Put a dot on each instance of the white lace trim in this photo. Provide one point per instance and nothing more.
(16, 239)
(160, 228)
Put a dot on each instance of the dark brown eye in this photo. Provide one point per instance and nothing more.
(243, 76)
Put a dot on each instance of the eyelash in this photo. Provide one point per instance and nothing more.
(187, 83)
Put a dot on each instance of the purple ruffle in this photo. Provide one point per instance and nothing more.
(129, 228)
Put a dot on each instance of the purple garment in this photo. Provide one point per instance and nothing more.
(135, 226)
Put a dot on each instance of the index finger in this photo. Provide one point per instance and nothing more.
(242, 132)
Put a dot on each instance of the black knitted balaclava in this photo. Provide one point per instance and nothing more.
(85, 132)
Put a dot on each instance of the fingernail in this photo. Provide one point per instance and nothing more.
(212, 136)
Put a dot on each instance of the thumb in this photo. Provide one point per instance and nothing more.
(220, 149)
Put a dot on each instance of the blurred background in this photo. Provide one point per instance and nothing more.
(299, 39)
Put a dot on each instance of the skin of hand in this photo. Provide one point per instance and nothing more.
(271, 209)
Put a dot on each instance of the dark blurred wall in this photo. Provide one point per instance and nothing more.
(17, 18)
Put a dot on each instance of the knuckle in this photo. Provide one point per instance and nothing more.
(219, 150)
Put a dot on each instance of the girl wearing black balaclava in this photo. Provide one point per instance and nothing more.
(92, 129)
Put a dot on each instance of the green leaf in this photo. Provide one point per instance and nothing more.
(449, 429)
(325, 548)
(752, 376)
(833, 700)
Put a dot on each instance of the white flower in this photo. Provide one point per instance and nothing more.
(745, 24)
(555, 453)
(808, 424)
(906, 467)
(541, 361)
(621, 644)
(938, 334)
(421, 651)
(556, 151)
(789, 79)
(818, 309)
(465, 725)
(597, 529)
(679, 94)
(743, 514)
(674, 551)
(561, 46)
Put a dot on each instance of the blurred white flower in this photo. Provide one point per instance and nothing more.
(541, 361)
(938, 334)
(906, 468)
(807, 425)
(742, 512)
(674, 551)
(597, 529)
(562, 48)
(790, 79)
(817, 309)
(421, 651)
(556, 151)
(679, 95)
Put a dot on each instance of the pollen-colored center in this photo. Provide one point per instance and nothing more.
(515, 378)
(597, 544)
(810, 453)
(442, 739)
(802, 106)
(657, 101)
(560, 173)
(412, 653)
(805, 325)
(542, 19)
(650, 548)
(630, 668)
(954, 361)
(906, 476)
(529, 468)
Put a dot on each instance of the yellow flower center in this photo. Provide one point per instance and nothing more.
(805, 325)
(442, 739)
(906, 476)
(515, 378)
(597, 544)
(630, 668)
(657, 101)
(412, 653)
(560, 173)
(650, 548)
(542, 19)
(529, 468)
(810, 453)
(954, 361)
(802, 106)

————————

- _SET EXERCISE_
Output the records above as a two-column CSV with the header row request,points. Give one row per request, with its text in the first field and all of its points in the second, each field quoted and any line breaks replaced by spaces.

- _EXERCISE OUTPUT_
request,points
"Put a dot on each instance of the white lace trim in this photo. Provide one point per instance and nothing more.","(16, 239) (160, 228)"
"Put a dot on each instance of the dark brown eye in this photo. Provide one point per instance and nothing more.","(243, 76)"
"Put a dot on each instance of the eyelash in this photo. Provide one point per instance and nothing more.","(187, 83)"
"Put a dot on each instance of the purple ruffle in this photo. Provide one point per instance and nothing more.","(129, 228)"
"Put a dot on each instance of the purple garment in this photo. Provide one point per instance and nothing more.","(135, 226)"
"Put a dot on each instance of the index finger in this photo. Provide one point per instance and nothing more.","(242, 132)"
"Put a dot on each instance of the black knitted balaclava in this photo. Provide one point per instance and nothing more.","(85, 132)"
"Put a dot on each instance of the fingernail in this photo. Provide one point per instance and nothing more.","(212, 136)"
"Put a dot on each instance of the thumb in this photo. Provide one point per instance and nothing more.","(220, 149)"
"Put a dot on each instance of the blurred background in this photo. Provide one point per instance and nothing more.","(299, 39)"
"Put a dot on each instance of the skin of hand in this photo. Provide one point per instance and nothing more.","(271, 209)"
"Put a dot on each instance of the dark blurred wall in this photo. Provide one point per instance and nothing more.","(17, 18)"
"Put a dot on each instance of the knuckle in this photo. Provide one point per instance and nothing more.","(219, 150)"
"Put a dot on each instance of the girl wearing black balaclava in this photo. Provide one point per instance and nothing more.","(92, 129)"
"Put a dot on each instance of the green leaf in this photo. Provide one point per instance and nothing more.","(449, 429) (325, 548) (752, 376) (833, 700)"
"Put a dot on each instance of the white flower in this photo. Provide one point per instance and nothing more.","(745, 24) (555, 453) (808, 424) (906, 467) (541, 361) (621, 644) (938, 334) (421, 651) (556, 151) (789, 79) (818, 309) (465, 725) (597, 529) (679, 94) (743, 514) (674, 551) (561, 46)"
"Put a dot on each instance of the blurred white flower in this photo. Provide one point per instance and nothing more.","(541, 361) (938, 334) (906, 468) (807, 425) (742, 512) (674, 551) (597, 529) (562, 48) (790, 79) (817, 309) (421, 651) (556, 151) (679, 95)"
"Put a dot on each instance of the pollen-colored center in this photo. Provide one point per instance and nothing more.","(515, 378) (597, 544) (810, 453) (442, 739) (802, 106) (657, 101) (560, 173) (412, 653) (805, 325) (542, 19) (650, 548) (630, 668) (954, 361) (906, 476) (529, 468)"
"Put a dot on each instance of the yellow flower center in this photo. Provide one point per instance and nothing more.","(805, 325) (442, 739) (906, 476) (515, 378) (597, 544) (630, 668) (657, 101) (412, 653) (560, 173) (650, 548) (542, 19) (529, 468) (810, 453) (954, 361) (802, 106)"